Description of the task: Taking the material as a whole, state how many of its lines contain "single". Write the number and nothing more.

Dataset records:

|---|

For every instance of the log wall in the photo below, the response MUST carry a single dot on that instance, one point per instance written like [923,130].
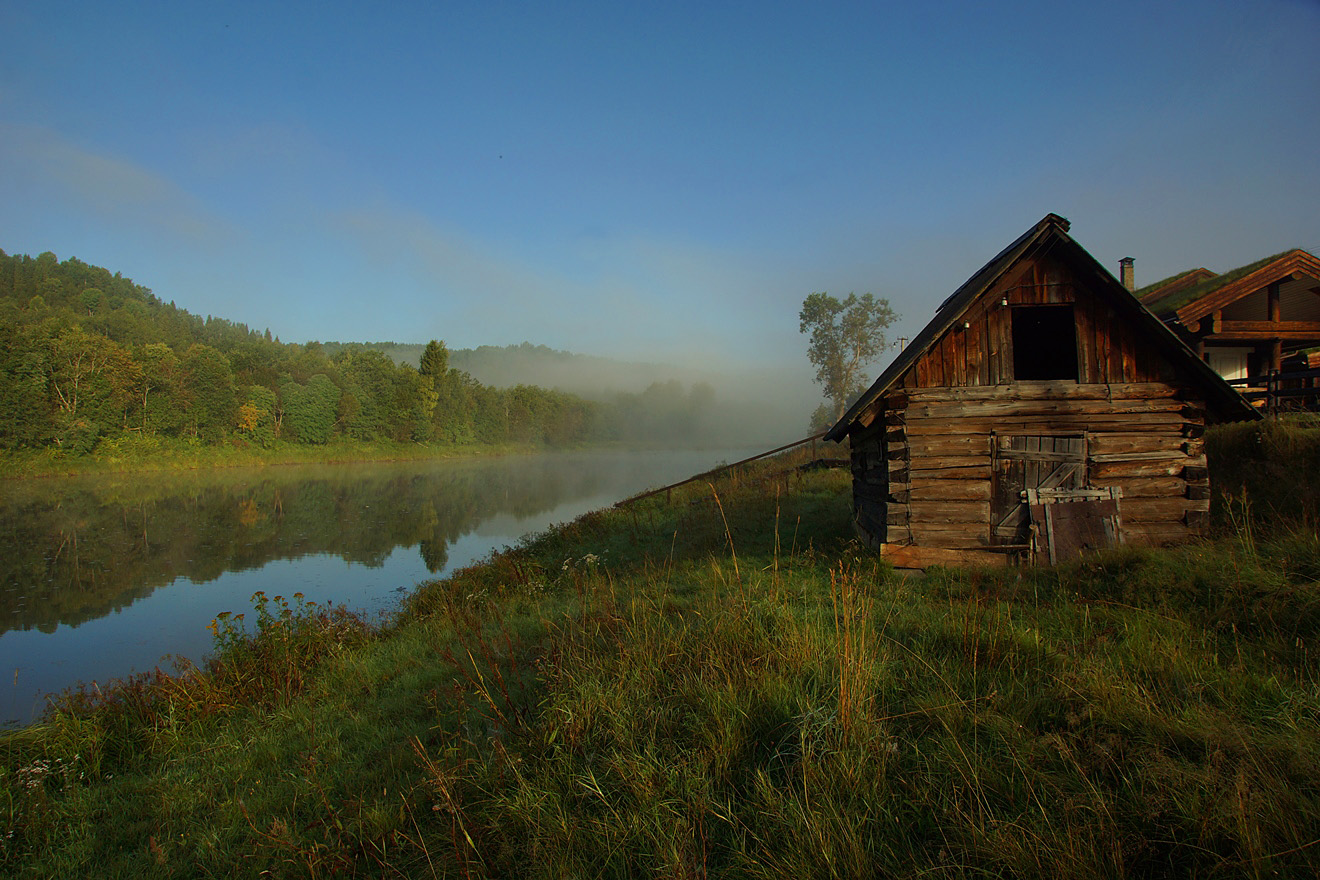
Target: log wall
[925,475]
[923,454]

|---|

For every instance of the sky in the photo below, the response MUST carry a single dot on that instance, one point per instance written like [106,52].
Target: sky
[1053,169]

|---|

Answer area: 2